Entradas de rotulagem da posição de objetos
_ _ _ _ _ _ _

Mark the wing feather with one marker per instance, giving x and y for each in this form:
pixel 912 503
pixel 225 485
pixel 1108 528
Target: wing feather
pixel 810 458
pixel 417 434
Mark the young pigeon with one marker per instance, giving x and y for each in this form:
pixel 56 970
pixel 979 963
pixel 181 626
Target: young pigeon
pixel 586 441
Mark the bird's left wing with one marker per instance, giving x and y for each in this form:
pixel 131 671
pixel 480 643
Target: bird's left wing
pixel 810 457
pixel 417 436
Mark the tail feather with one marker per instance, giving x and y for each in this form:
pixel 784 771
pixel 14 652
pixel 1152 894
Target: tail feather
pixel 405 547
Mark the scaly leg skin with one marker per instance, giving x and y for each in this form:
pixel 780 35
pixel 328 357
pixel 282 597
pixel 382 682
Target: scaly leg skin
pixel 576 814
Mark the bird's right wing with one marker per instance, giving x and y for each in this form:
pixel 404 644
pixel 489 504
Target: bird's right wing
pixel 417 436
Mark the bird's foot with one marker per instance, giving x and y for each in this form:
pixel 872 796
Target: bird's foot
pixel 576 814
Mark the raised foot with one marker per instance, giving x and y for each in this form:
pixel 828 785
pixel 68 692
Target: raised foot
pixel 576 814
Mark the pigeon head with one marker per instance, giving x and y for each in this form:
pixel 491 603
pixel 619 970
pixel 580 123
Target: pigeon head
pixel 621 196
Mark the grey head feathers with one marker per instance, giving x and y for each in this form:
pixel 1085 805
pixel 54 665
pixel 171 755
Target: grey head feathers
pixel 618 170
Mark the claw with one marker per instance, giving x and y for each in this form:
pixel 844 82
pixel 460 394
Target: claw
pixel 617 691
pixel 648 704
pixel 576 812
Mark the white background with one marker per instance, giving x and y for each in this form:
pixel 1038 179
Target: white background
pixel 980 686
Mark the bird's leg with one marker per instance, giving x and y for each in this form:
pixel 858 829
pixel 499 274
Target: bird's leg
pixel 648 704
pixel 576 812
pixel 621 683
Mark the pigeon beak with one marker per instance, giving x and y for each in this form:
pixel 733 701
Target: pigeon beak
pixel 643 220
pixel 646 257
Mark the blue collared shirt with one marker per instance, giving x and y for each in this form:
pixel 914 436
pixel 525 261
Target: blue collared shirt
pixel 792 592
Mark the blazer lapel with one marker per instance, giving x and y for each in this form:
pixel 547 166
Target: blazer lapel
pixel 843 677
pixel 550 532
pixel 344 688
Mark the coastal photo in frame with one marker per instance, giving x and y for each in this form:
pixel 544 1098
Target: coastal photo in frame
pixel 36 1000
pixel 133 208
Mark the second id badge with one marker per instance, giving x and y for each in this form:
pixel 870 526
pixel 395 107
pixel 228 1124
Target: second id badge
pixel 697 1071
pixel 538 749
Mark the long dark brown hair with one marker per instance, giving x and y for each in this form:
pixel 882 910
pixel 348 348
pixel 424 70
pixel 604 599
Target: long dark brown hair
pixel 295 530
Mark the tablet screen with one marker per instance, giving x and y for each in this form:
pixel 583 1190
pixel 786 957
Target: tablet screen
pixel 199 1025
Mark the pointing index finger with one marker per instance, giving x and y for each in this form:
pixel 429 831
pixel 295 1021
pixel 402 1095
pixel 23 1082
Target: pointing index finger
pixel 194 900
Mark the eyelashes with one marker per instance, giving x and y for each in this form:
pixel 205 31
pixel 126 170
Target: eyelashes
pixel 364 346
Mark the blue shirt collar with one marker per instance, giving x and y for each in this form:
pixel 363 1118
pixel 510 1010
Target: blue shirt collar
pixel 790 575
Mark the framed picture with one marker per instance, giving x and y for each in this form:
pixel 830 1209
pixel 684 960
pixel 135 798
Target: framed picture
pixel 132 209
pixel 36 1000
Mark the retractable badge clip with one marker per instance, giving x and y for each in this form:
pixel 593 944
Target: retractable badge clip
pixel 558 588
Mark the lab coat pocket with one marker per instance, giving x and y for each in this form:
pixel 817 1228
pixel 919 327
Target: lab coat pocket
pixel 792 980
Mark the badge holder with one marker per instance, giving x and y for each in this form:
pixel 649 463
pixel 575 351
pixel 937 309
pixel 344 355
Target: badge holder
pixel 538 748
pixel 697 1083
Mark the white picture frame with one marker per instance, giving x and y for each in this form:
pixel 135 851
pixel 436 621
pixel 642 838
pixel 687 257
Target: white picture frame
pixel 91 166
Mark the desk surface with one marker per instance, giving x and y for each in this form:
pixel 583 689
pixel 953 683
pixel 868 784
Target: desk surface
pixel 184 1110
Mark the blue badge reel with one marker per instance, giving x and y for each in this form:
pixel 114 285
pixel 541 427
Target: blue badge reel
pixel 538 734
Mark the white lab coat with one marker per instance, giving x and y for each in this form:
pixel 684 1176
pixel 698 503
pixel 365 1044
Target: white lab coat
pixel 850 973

_ _ _ _ _ _ _

▸ **Exercício**
Reescreva todas as linhas acima trocando "one marker per instance" por "one point per instance". Mantenha todo o resto igual.

▸ **Resultado correto**
Mark the wing feather with one point per instance, giving x and y for each in this form:
pixel 912 503
pixel 225 485
pixel 1108 528
Target: wing feather
pixel 810 458
pixel 417 434
Mark the young pigeon with one point per instance, giving x and y for each in this form:
pixel 56 970
pixel 979 963
pixel 181 626
Target: young pigeon
pixel 586 441
Mark the bird's left wing with one point per instance, giving x and y for each in this form:
pixel 131 671
pixel 480 643
Target: bird's left wing
pixel 810 457
pixel 417 436
Mark the tail feather with one point per instance, giving x and y for each in this form:
pixel 784 771
pixel 14 652
pixel 1152 894
Target: tail feather
pixel 405 547
Mark the scaly leg skin with one point per instance, giving x and y for each in this form:
pixel 780 35
pixel 328 357
pixel 282 597
pixel 382 682
Target: scaly leg skin
pixel 576 814
Mark the bird's right wing with one point per instance, giving x and y for each in this form:
pixel 404 644
pixel 489 504
Target: bird's right wing
pixel 417 436
Mark the bird's foot with one point per instance, giving x and y for each in this form:
pixel 872 796
Target: bird's foot
pixel 576 814
Mark the raised foot with one point per instance, giving x and y for each in this form:
pixel 828 785
pixel 68 692
Target: raised foot
pixel 576 814
Mark the pigeon head with one point per instance, giving x and y for each in this form:
pixel 491 603
pixel 619 970
pixel 580 123
Target: pigeon head
pixel 621 196
Mark the grey head feathers with one point per instance, giving x and y for each in this form:
pixel 1085 805
pixel 54 665
pixel 171 755
Target: grey head feathers
pixel 618 170
Mark the claw with one point per instance, giving x and y for each in this form:
pixel 844 82
pixel 460 394
Target: claw
pixel 617 691
pixel 648 704
pixel 576 812
Mark the white background with one point per instance, giving x and y for each in this form:
pixel 1038 179
Target: white background
pixel 980 686
Mark the bird's leg with one point per instance, giving x and y for each in this form:
pixel 858 829
pixel 499 274
Target: bird's leg
pixel 648 704
pixel 576 812
pixel 621 683
Mark the pigeon beak with one point per instance, giving x and y for each in this form:
pixel 733 701
Target: pigeon beak
pixel 643 220
pixel 646 257
Mark the blue collared shirt with one point per instance, giving x and y for each in this form:
pixel 914 436
pixel 525 261
Target: blue collared shirt
pixel 792 592
Mark the blazer lapel with one point per instance, giving x and y for each in this form:
pixel 547 166
Target: blazer lapel
pixel 843 677
pixel 550 532
pixel 344 688
Mark the coastal photo in frame with one point per instance, giving x and y for each in this form:
pixel 544 1098
Target: coastal photo in frame
pixel 36 1000
pixel 133 208
Mark the second id badge with one point per instance, giving x and y for each in this form:
pixel 870 526
pixel 395 107
pixel 228 1124
Target: second id badge
pixel 697 1071
pixel 538 749
Mark the long dark brown hair with one point per instance, giving x and y for each in this form:
pixel 882 910
pixel 348 348
pixel 424 70
pixel 604 599
Target: long dark brown hair
pixel 295 530
Mark the tablet screen with one point per instance, giving x and y for each in this form:
pixel 583 1190
pixel 786 957
Target: tablet screen
pixel 199 1025
Mark the pointing index finger with one point per instance, giving x and y for each in this form:
pixel 429 831
pixel 295 1021
pixel 402 1095
pixel 23 1082
Target: pointing index finger
pixel 194 900
Mark the eyelashes with one point per instance, giving x and y for each in this form:
pixel 205 31
pixel 126 170
Target: eyelashes
pixel 364 346
Mark the blue shirt collar with one point per instance, giving x and y for each in this form:
pixel 363 1118
pixel 510 1010
Target: blue shirt collar
pixel 790 575
Mark the framed picture with one point per instance, giving x and y for each in this form:
pixel 830 1209
pixel 684 960
pixel 135 798
Target: framed picture
pixel 132 209
pixel 36 1000
Mark the retractable badge clip with one point per instance, giving x and y for each in this form:
pixel 593 944
Target: retractable badge clip
pixel 558 588
Mark the lab coat pocket with one point per instance, giving x and y for each in this form:
pixel 817 1228
pixel 919 327
Target: lab coat pocket
pixel 792 980
Mark the badge holder with one point per instance, giving x and y for each in this form:
pixel 649 463
pixel 575 351
pixel 937 309
pixel 344 355
Target: badge holder
pixel 538 748
pixel 697 1083
Mark the white picture frame with one point per instance, giving x and y for each in this form:
pixel 135 851
pixel 436 621
pixel 642 838
pixel 687 257
Target: white picture frame
pixel 91 166
Mark the desk surface with one point per instance, giving x and y for each in this form:
pixel 583 689
pixel 953 683
pixel 868 784
Target: desk surface
pixel 184 1110
Mark the blue badge reel with one point per instance, giving x and y for each in this form:
pixel 114 285
pixel 541 427
Target: blue badge reel
pixel 538 734
Mark the white lab coat with one point per instance, giving x and y for each in this form:
pixel 684 1176
pixel 698 503
pixel 365 1044
Target: white lab coat
pixel 850 973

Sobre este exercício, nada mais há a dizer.